Given request |
Print each line of the listing once more, precisely as given.

Data items

* BEGIN *

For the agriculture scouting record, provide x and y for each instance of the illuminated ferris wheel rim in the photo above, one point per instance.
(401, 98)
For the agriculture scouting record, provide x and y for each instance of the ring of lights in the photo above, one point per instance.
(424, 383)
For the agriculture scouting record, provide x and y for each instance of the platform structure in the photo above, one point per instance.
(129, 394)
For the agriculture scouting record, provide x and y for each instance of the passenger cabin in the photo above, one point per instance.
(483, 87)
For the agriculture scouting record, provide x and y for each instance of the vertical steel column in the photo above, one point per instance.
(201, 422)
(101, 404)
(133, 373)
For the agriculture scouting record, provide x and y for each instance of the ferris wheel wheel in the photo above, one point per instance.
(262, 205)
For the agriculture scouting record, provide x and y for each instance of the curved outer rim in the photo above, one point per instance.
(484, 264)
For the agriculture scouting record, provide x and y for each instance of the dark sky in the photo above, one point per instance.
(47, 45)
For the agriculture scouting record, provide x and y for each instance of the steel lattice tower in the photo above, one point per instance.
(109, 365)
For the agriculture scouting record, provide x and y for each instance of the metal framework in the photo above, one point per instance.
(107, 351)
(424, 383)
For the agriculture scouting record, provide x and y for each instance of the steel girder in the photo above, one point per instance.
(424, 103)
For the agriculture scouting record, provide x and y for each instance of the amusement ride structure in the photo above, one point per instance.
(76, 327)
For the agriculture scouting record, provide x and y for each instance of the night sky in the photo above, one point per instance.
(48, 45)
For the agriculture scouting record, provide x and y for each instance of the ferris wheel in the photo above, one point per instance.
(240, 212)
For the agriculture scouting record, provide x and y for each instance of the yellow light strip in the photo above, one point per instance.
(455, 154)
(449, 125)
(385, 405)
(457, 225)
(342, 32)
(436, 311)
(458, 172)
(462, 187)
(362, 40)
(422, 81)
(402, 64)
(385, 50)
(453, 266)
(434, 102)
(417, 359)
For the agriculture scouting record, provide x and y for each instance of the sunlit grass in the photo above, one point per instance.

* END *

Written answer |
For the agriculture scouting record, provide x and y for each instance of the illuminated ferris wheel rim in the photo above, one point per instance.
(401, 98)
For the agriculture scouting record, provide x and y for each instance of the ring of lights in the photo above, one point per instance.
(424, 383)
For the agriculture scouting record, provide x and y for each instance of the platform structure in the photo above, one point per instance.
(129, 394)
For the agriculture scouting record, provide x and y for each instance of the passenger cabin in the photo above, one point per instance.
(483, 87)
For the agriculture scouting record, provide x and y for each instance of the vertical steel column in the photo above, one point per instance.
(201, 422)
(101, 404)
(133, 373)
For the agriculture scouting record, provide x and y for each instance of the ferris wheel wheel in the photo above, one point per instance.
(262, 205)
For the agriculture scouting record, provide x and y for each instance of the curved outer rim in the photo above, one point per instance.
(484, 264)
For the agriculture scouting record, provide x and y for each instance of the dark sky in the photo above, one point per instance.
(47, 45)
For the agriculture scouting record, provide x and y for each instance of the steel lattice tower in the photo above, one point per instance.
(109, 365)
For the agriculture scouting record, provide x and y for each instance of the metal framework in the photo above, one point per instance.
(107, 351)
(424, 383)
For the agriculture scouting record, provide x and y for each instance of the steel girder in the photo above, one point per instance.
(424, 103)
For the agriculture scouting record, provide x and y for each instance of the amusement ride structure in the photo above, one point per instance.
(76, 327)
For the agriculture scouting record, provide x and y for each instance of the night sky in the photo above, one point per instance.
(48, 45)
For the agriculture scouting record, provide x and y for each instance of the ferris wheel in the photo above, one point per instance.
(240, 212)
For the agriculture scouting record, provide x and y for each instance of the yellow light strip in the photo above, one point per instance.
(455, 154)
(449, 125)
(385, 405)
(457, 225)
(342, 32)
(436, 311)
(458, 172)
(462, 187)
(362, 40)
(422, 81)
(402, 64)
(385, 50)
(453, 266)
(434, 102)
(417, 359)
For the agriculture scouting record, provide x and y for each instance of the sunlit grass in the photo above, one point per instance.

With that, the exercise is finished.